## EXERCISE
Please quote exactly the opening lines of the data, from the first line to the one where "Draw the outline of every instance of the water." appears.

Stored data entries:
........

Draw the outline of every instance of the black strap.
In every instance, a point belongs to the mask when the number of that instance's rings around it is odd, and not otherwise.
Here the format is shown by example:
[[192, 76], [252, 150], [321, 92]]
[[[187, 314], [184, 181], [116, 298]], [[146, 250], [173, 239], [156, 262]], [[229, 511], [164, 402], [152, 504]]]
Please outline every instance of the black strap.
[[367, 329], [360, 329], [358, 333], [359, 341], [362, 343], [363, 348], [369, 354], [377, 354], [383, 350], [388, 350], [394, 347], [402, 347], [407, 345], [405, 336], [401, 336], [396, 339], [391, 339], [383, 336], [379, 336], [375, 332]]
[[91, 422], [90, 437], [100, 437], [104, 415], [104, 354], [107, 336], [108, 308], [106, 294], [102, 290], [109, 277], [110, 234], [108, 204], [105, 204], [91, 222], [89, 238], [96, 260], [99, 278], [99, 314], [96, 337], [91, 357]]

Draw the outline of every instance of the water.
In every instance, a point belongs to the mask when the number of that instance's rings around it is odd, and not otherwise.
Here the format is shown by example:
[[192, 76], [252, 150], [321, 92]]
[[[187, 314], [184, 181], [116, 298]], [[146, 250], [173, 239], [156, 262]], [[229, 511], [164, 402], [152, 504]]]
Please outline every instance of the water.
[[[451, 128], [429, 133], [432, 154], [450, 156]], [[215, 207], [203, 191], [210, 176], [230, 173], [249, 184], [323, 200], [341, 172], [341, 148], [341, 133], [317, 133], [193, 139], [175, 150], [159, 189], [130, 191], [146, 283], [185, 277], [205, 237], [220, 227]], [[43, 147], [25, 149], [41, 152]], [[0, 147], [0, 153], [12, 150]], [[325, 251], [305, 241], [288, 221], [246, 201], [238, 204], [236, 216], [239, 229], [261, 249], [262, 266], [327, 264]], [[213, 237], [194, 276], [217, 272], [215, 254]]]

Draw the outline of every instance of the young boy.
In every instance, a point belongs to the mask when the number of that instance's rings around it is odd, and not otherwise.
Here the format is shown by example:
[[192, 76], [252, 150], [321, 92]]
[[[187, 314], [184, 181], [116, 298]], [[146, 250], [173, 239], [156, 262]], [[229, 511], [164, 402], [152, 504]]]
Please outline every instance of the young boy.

........

## EXERCISE RESULT
Draw the outline of every instance of the black strap.
In every instance, a point belongs to the mask when the number of that instance's rings around it is odd, and not otherwise.
Here the format is shown by example:
[[192, 76], [252, 150], [321, 92]]
[[[187, 314], [184, 181], [116, 298]], [[146, 250], [173, 239], [156, 262]], [[229, 511], [164, 402], [152, 504]]]
Please outline every instance of the black strap.
[[367, 329], [360, 329], [358, 333], [359, 341], [362, 343], [363, 348], [369, 354], [377, 354], [383, 350], [388, 350], [394, 347], [402, 347], [407, 345], [405, 336], [401, 336], [396, 339], [391, 339], [383, 336], [379, 336], [375, 332]]
[[91, 422], [90, 437], [100, 437], [104, 415], [104, 354], [107, 336], [108, 308], [106, 294], [102, 290], [109, 277], [110, 234], [108, 204], [105, 204], [91, 222], [89, 238], [96, 260], [99, 278], [99, 314], [96, 337], [91, 357]]

Draw the outline of every instance of the water.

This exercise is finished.